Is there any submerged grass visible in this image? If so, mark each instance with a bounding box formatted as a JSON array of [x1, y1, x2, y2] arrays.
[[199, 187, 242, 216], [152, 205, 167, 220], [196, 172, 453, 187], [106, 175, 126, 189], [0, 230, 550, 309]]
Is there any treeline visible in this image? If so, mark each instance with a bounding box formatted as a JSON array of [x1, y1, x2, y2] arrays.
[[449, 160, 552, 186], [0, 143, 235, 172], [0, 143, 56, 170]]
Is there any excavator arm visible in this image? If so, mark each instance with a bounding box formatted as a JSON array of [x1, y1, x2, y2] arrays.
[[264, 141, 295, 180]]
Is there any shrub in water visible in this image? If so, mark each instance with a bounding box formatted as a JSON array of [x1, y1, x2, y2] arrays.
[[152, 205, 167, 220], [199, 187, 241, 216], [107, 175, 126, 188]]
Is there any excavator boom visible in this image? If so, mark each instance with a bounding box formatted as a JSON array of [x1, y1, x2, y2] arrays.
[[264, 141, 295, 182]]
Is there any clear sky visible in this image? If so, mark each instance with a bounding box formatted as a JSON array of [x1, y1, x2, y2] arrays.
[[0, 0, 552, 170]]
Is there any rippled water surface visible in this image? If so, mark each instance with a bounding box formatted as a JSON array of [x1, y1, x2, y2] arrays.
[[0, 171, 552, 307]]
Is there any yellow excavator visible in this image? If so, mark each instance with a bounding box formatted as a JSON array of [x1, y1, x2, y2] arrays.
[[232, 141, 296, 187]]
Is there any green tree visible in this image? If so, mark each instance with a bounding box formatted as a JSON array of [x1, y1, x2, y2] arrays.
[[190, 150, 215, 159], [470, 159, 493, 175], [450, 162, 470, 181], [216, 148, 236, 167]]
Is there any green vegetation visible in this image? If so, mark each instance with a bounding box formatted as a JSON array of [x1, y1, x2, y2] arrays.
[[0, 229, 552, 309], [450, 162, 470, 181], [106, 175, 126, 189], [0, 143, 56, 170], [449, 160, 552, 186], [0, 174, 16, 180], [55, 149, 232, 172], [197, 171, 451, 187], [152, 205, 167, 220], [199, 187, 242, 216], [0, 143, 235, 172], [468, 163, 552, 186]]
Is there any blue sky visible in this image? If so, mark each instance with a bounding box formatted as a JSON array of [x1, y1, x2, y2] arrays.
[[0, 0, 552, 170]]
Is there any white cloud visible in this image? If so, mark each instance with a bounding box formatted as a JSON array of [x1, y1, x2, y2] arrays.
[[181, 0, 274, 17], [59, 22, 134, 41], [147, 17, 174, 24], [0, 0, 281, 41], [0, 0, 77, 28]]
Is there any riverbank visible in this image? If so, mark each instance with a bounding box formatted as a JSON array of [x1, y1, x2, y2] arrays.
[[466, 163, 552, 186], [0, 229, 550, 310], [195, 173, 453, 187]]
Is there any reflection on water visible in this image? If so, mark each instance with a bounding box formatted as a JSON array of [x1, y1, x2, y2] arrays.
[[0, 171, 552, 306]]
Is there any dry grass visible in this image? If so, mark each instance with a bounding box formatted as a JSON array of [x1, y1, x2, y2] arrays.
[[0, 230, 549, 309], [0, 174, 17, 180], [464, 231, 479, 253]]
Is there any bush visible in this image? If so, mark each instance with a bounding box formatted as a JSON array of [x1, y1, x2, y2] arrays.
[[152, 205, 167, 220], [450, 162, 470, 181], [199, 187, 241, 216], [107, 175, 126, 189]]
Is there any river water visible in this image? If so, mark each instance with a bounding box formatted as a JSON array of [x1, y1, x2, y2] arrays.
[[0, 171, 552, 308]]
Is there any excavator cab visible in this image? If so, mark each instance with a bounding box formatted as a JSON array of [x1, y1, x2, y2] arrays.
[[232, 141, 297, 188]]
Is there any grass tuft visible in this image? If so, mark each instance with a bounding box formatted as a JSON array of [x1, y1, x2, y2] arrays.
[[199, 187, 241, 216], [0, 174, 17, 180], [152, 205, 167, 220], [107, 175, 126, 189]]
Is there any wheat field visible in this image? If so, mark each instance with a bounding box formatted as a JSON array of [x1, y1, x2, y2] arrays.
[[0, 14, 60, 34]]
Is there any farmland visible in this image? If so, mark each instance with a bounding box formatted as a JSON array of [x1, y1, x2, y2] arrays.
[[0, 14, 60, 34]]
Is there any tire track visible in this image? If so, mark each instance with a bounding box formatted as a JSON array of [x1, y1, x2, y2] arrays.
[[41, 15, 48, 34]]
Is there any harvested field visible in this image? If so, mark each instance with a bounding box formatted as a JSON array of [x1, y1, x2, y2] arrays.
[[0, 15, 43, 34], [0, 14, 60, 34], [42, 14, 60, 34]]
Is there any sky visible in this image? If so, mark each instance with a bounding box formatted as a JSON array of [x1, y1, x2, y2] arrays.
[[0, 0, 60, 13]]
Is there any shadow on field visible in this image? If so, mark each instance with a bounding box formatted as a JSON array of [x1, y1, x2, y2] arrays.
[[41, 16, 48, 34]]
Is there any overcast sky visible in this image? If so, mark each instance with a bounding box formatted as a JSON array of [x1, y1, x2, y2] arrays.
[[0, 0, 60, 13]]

Work instructions:
Convert the lines above into a JSON list of strings, one string per line, leaving out blank lines.

Response below:
[
  "Is there any submerged grass visible in this image? If so, mark each instance with a bounding box formatted as a JSON array of [x1, y1, x2, y2] arrays.",
  "[[199, 187, 242, 216], [152, 205, 167, 220], [196, 172, 453, 187], [106, 175, 126, 189], [0, 230, 550, 309]]",
  "Is there any treeline visible in this image? If so, mark each instance with a bounding box formatted as a JSON array of [x1, y1, x2, y2] arrays.",
  "[[449, 160, 552, 186], [0, 143, 235, 172], [0, 143, 56, 170]]",
  "Is there any excavator arm visible in this image? If so, mark each instance with a bounding box formatted as a JSON array of [x1, y1, x2, y2] arrays.",
  "[[264, 141, 295, 180]]",
  "Is there any shrub in water visible in this image? If so, mark each instance with a bounding box formatted as a JSON array of [x1, y1, x2, y2] arrays.",
  "[[152, 205, 167, 220], [199, 187, 241, 216], [107, 175, 126, 188]]",
  "Is there any excavator boom visible in this image? If so, mark each instance with a bounding box formatted as a JSON array of [x1, y1, x2, y2] arrays.",
  "[[264, 141, 295, 182]]",
  "Is there any clear sky visible in this image? If so, mark each instance with a bounding box formatted as a JSON array of [x1, y1, x2, y2] arrays.",
  "[[0, 0, 552, 170]]",
  "Is there any rippled water surface visible in this image? If so, mark each instance with a bounding box formatted as a JSON array of [x1, y1, x2, y2] arrays.",
  "[[0, 171, 552, 307]]",
  "Is there any yellow excavator visible in this image? If so, mark each instance with a bounding box formatted as a JSON array of [x1, y1, x2, y2] arrays.",
  "[[232, 141, 296, 187]]",
  "Is there any green tree visible in this image? If so, mark each instance with a bounding box formatted as a JSON array of [x1, y1, x2, y2] arrays.",
  "[[190, 150, 215, 159], [470, 159, 493, 175], [450, 162, 470, 181], [216, 148, 236, 167]]",
  "Is there any green vegetation visible in this image? If so, mark each instance with a bounding box formatted as a JSON array of [x1, y1, x2, y2] arrays.",
  "[[0, 229, 552, 309], [450, 162, 470, 181], [106, 175, 126, 189], [0, 143, 56, 170], [449, 160, 552, 186], [0, 174, 16, 180], [55, 149, 232, 172], [197, 171, 451, 187], [152, 205, 167, 220], [199, 187, 242, 216], [0, 143, 235, 172], [468, 163, 552, 186]]",
  "Is there any blue sky visible in this image? If so, mark each instance with a bounding box formatted as a JSON array of [x1, y1, x2, y2] arrays.",
  "[[0, 0, 552, 170]]",
  "Is there any white cloud visible in this image? If so, mark each instance with a bounding box formatted as a JSON array of [x1, y1, x2, y2] arrays.",
  "[[181, 0, 274, 17], [59, 22, 134, 41], [147, 17, 174, 24], [0, 0, 281, 41], [0, 0, 77, 28]]",
  "Is there any riverbank visible in this image? If so, mark each instance with a bounding box formatted as a JSON array of [x1, y1, x2, y2] arrays.",
  "[[466, 163, 552, 186], [0, 229, 550, 310], [195, 173, 453, 187]]",
  "Is there any reflection on water visible in this image? If so, mark each instance with a bounding box formatted as a JSON array of [x1, y1, x2, y2] arrays.",
  "[[0, 171, 552, 306]]",
  "Is there any dry grass visible in this image? If so, mark each instance with a bounding box formatted as a JSON array of [x1, y1, x2, y2] arrays.",
  "[[0, 230, 549, 309], [0, 174, 17, 180], [464, 231, 479, 253]]",
  "Is there any bush visible in this image? If so, mark each instance with a bounding box formatted as a JSON array of [x1, y1, x2, y2] arrays.",
  "[[152, 205, 167, 220], [450, 162, 470, 181], [199, 187, 241, 216], [107, 175, 126, 189]]",
  "Is there any river water visible in this image? If so, mark each instance with a bounding box formatted as a JSON array of [x1, y1, x2, y2] arrays.",
  "[[0, 171, 552, 308]]",
  "Is there any excavator cab visible in this image? If so, mark each instance with a bounding box formatted as a JSON array of [x1, y1, x2, y2] arrays.",
  "[[232, 141, 297, 188]]",
  "Is there any grass tuft visible in this image? If so, mark each instance with a bounding box formatted as a JSON array of [x1, y1, x2, y2] arrays.",
  "[[199, 187, 241, 216], [0, 174, 17, 180], [152, 205, 167, 220], [107, 175, 126, 189]]",
  "Is there any wheat field visible in this image? If so, mark each instance with a bounding box formatted as a JSON array of [x1, y1, x2, y2] arrays.",
  "[[0, 14, 60, 34]]",
  "Is there any farmland visible in this image? If so, mark each instance with a bounding box formatted as a JSON array of [x1, y1, x2, y2] arrays.",
  "[[0, 14, 60, 34]]",
  "Is there any tire track visible in this image? If so, mark each instance with a bounding box formatted as a JSON array of [x1, y1, x2, y2] arrays.",
  "[[41, 15, 48, 34]]",
  "Is there any harvested field visible in this image? If so, mark each instance with a bounding box formatted as a JSON array of [x1, y1, x2, y2] arrays.",
  "[[0, 15, 43, 34], [0, 14, 60, 34], [42, 14, 60, 34]]",
  "Is there any sky visible in this image? If so, mark each instance with a bounding box formatted as a JSON array of [x1, y1, x2, y2] arrays.",
  "[[0, 0, 60, 13]]",
  "Is there any shadow on field visible in this image? If so, mark each instance with a bounding box formatted as a JSON array of [x1, y1, x2, y2] arrays.",
  "[[41, 16, 48, 34]]",
  "Is there any overcast sky visible in this image? If so, mark each instance with a bounding box formatted as a JSON array of [x1, y1, x2, y2] arrays.",
  "[[0, 0, 60, 13]]"
]